Example Digital Audio Workstation (DAW) Effects

[0035] In some embodiments, one or more audio effects are applied to the soundscape 104 using the DAW 102 before the soundscape 104 is provided to the patient 106. For example, the audio effects may include equalization (EQ), compression, saturation, peak limiting, reverb, and/or delay. Applying the one or more audio effects to the soundscape 104 may include applying the audio effect to the entire soundscape 104, to one or more particular sounds/frequencies within the soundscape 104, and/or to one or more particular temporal segments of the entire soundscape 104 and/or a particular sound/frequency therein.

[0036] Examples of particular settings of these audio effects that may be applied to the soundscape 104 are illustrated and described in more detail in relation to FIGS. 3-10 below. The frequencies specified in relation to FIGS. 3-10 below should be understood to include the frequencies themselves as well as frequencies within a JND of the specified frequencies. Furthermore, FIGS. 3-10 are not intended to be limiting; effects may be applied to the soundscape 104 other than those illustrated in FIGS. 3-10. For example, other effects resulting in the same or a generally similar auditory output as the effects illustrated in FIGS. 3-10 may be applied to the soundscape 104, and/or a combination of one or more effects illustrated in FIGS. 3-10 may be applied.

[0037] FIG. 3 is an example EQ setting 300 that may be applied to the soundscape 104, in accordance with some embodiments of the present technology. The EQ setting 300 is configured to reduce the volume of frequencies in the soundscape of about 105 Hz most heavily, with increasingly lighter reductions in volume being applied to surrounding frequencies in a range from about 20 Hz to 700 Hz, as illustrated by the downward-facing shaded curve with a vertex at about 105 Hz.

[0038] FIG. 4 is another example EQ setting, EQ setting 400, that may be applied to the soundscape 104, in accordance with some embodiments of the present technology. The EQ setting 400 is configured to apply a high-pass filter to frequencies of 226.4 Hz and below and a low-pass filter to frequencies of 10150 Hz and above. Additionally, the EQ setting 400 is configured to reduce the volume of 1170 Hz frequencies by 1.5 dB (and reduce the volume of surrounding frequencies from about 400 Hz to 4000 Hz by increasingly smaller amounts) and reduce the volume of 442.2 Hz frequencies by 7.3 dB (and reduce the volume of surrounding frequencies from about 50 Hz to 2000 Hz by increasingly smaller amounts).

* **WHAT TO WORK ON**:
(A) Name every audio effect that the DAW effects passage lists as one that may be applied to the soundscape.
(B) Reproduce the section of the DAW effects passage that begins with the words containing "Example Digital Audio" and ends with "particular sound/frequency therein.".

* **ENTRIES SHOWN**:
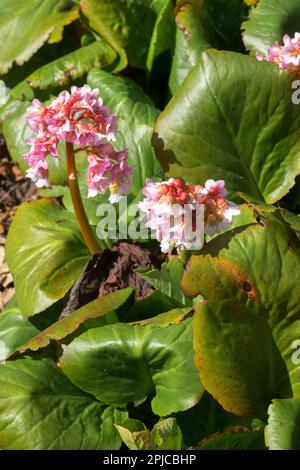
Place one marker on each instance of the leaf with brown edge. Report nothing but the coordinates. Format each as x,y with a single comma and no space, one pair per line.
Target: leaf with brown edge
67,325
245,330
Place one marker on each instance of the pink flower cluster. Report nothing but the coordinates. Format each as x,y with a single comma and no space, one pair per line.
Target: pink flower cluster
286,56
169,204
78,117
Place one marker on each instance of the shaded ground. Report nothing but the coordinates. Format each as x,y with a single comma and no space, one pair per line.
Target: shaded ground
14,189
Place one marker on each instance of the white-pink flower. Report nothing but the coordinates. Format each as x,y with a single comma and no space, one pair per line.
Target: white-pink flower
172,208
108,169
287,56
78,117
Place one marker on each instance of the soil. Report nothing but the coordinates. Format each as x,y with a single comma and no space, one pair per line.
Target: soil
14,189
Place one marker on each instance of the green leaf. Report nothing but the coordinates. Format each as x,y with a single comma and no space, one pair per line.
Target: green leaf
25,26
16,132
165,435
102,309
227,16
204,419
283,429
41,410
245,331
153,305
45,253
227,130
269,22
238,438
14,329
136,115
158,58
167,280
124,363
62,71
124,24
194,34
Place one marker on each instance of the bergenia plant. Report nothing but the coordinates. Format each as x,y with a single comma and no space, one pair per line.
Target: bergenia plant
80,120
171,205
286,56
165,313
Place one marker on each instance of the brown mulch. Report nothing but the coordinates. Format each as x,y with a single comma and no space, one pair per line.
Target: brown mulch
14,189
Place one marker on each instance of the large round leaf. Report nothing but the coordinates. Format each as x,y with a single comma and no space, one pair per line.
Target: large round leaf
102,310
125,24
269,22
25,26
202,24
45,253
283,429
123,363
41,409
238,438
244,331
61,71
136,115
204,419
220,125
194,34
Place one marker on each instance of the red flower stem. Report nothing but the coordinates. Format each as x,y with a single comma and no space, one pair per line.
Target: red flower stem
87,233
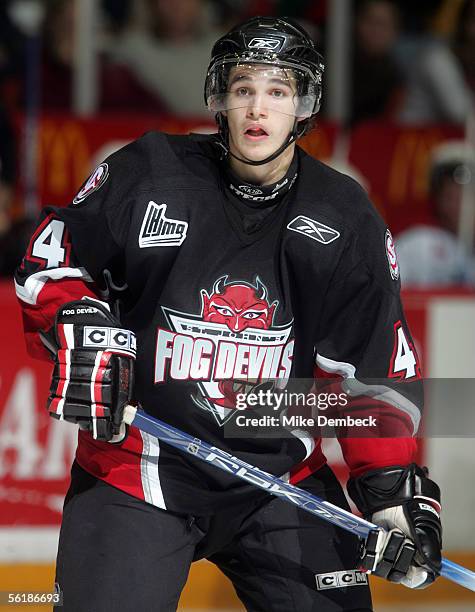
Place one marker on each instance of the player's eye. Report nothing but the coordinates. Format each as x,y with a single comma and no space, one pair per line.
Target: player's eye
224,311
241,91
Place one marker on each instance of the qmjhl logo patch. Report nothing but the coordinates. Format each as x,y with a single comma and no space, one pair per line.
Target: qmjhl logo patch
313,229
159,230
340,580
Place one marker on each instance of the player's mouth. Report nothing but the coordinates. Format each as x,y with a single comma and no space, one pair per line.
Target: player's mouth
255,133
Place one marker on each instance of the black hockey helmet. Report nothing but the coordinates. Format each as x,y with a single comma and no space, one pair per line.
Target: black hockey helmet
279,43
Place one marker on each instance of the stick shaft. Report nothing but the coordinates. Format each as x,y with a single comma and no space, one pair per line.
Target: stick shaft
274,485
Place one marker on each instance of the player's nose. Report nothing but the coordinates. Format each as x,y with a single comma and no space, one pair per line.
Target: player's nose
256,108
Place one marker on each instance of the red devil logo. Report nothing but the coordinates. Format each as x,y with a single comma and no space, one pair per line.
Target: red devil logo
238,305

* **RESPONSES TO THE TASKS**:
(A) equalization (EQ), compression, saturation, peak limiting, reverb, delay

(B)
Example Digital Audio Workstation (DAW) Effects

[0035] In some embodiments, one or more audio effects are applied to the soundscape 104 using the DAW 102 before the soundscape 104 is provided to the patient 106. For example, the audio effects may include equalization (EQ), compression, saturation, peak limiting, reverb, and/or delay. Applying the one or more audio effects to the soundscape 104 may include applying the audio effect to the entire soundscape 104, to one or more particular sounds/frequencies within the soundscape 104, and/or to one or more particular temporal segments of the entire soundscape 104 and/or a particular sound/frequency therein.